◆ WORK TO BE COMPLETED
Lines before the one containing "If you would be willing to indicate the sky" are left out; that line and all after it, through the end of the records, must be transcribed exactly.

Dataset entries
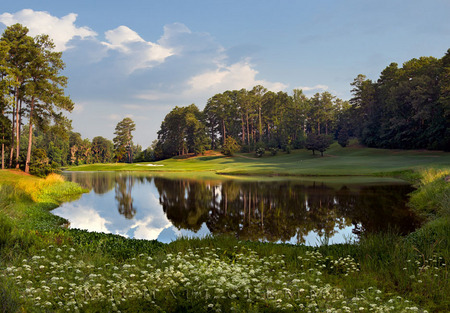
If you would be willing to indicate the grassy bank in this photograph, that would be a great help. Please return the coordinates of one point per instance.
(338, 161)
(48, 269)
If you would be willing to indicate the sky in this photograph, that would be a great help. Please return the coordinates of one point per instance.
(141, 58)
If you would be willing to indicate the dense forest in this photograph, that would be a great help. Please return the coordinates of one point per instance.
(408, 107)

◆ WORKED SOLUTION
If you would be willing to indicate the sky in this photograph, that would be a great help. Please return the coordinates of one point per instance.
(141, 58)
If you would be willing to indicate the dense forest in this photograph, that would be a great help. Please return the coordinates of one point per instance.
(408, 107)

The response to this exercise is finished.